**Instructions for the task:**
Convert the part of the records that opens with the line containing "Q: For each instance of the large" and closes with the line containing "Target: small grass circle" into a JSON list of strings, one string per line and blank lines omitted. Include both of those lines and nothing outside them.

##### Provided entries #####

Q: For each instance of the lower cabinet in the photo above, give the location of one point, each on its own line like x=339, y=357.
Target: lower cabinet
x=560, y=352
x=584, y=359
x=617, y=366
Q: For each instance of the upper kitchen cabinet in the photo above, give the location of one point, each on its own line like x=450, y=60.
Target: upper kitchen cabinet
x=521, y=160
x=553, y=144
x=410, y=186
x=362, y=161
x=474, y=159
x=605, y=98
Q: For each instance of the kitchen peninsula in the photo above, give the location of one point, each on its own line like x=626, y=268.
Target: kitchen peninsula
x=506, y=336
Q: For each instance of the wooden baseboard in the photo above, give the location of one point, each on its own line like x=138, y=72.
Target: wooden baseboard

#####
##### Provided entries #####

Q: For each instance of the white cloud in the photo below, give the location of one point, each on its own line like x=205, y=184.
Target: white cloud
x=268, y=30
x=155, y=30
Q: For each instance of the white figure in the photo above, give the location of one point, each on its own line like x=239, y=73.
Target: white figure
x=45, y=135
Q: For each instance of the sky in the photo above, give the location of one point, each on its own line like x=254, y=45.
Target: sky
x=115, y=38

#####
##### Provided entries #####

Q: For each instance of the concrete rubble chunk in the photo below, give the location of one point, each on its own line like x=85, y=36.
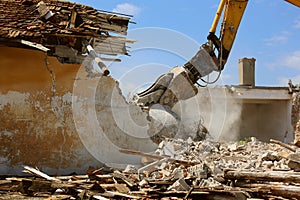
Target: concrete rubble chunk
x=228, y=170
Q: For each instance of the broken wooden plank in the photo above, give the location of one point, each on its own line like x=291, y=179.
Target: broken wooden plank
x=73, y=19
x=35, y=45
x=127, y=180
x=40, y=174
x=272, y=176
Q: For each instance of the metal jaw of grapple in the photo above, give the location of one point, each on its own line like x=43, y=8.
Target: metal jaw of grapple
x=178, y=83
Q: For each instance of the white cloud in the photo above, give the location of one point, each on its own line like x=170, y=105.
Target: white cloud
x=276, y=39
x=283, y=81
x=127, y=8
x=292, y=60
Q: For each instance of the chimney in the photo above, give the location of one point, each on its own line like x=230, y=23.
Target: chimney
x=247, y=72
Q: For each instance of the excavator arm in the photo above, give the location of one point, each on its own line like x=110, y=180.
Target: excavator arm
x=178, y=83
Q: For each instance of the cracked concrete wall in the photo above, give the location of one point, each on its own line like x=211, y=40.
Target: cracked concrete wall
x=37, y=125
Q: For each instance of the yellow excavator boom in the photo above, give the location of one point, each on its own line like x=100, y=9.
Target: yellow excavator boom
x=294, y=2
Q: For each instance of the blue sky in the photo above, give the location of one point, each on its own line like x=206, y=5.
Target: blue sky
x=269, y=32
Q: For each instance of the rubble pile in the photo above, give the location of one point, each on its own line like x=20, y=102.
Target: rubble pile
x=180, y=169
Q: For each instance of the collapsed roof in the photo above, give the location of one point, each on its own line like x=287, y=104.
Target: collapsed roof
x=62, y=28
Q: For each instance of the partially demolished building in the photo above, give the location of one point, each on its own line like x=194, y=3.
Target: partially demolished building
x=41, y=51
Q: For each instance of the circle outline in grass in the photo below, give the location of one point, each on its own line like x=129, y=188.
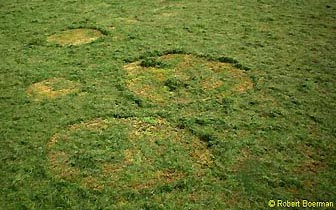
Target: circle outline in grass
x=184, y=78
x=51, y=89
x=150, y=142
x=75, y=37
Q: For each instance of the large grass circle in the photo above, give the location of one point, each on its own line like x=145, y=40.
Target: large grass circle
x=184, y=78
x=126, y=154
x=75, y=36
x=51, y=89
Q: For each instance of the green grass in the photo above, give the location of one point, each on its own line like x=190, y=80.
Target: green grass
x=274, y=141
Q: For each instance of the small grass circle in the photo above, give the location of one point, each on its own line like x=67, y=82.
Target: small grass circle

#####

**Worked solution:**
[
  "Q: For each instance of the large grass circle in the photo above, give the location of one point, each on its own line like x=145, y=40.",
  "Target: large grass circle",
  "x=184, y=78",
  "x=126, y=154",
  "x=75, y=36",
  "x=51, y=89",
  "Q: For each instance of the green grass in the photo above, give the location of one point, each on its own line like x=190, y=80.",
  "Target: green grass",
  "x=274, y=141",
  "Q: For each instance of the small grass circle in the photo above, give the location of one point, each on its own line like x=67, y=82.",
  "Target: small grass circle"
]